### Problem requirements
Convert every line of the entries below into a numbered list, skipping blank lines and leaving out the pictures.

### Records supplied
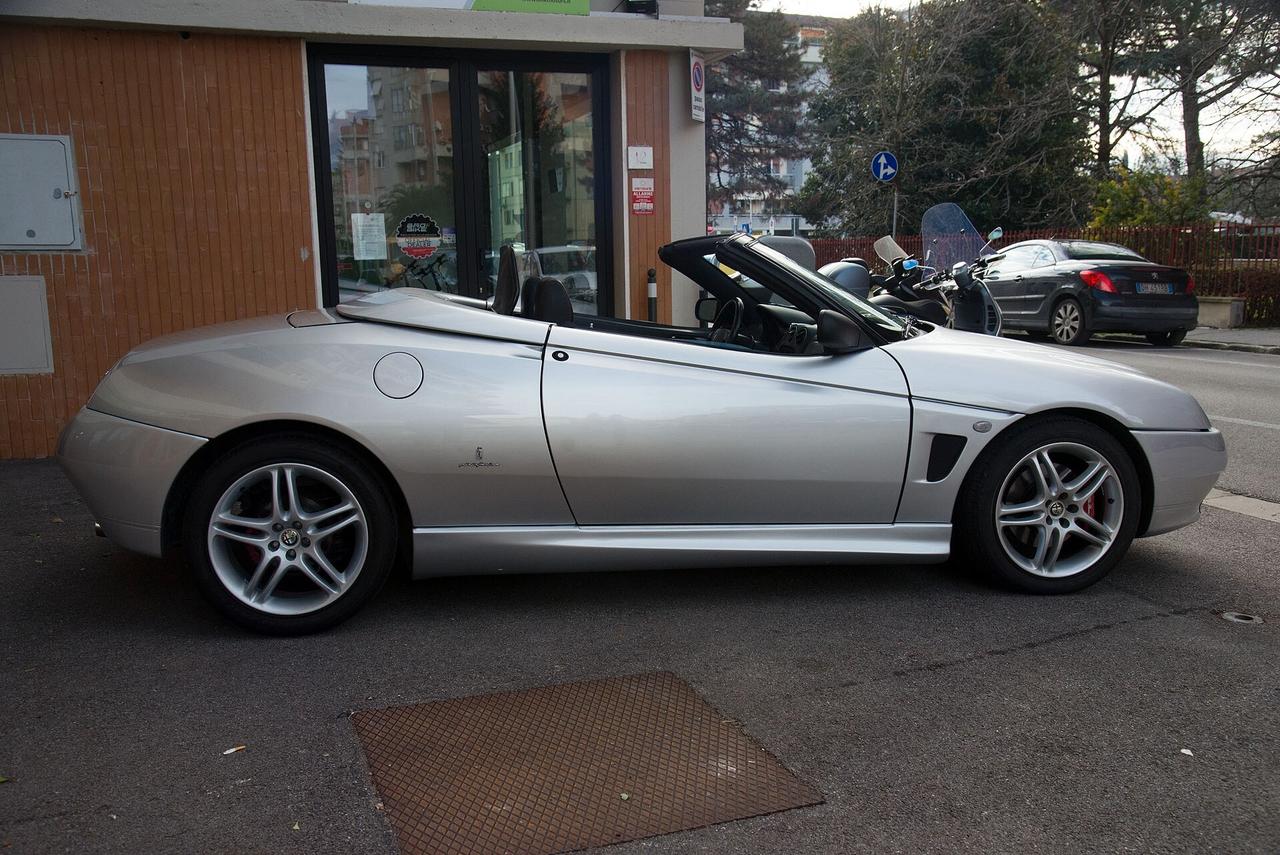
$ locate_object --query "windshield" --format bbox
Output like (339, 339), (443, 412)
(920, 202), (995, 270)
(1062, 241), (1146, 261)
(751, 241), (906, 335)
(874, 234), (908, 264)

### Written response
1. $ locate_object --query "windshield" --format bbox
2. Output like (339, 339), (443, 412)
3. (920, 202), (995, 270)
4. (1062, 241), (1146, 261)
5. (751, 241), (906, 335)
6. (874, 234), (908, 264)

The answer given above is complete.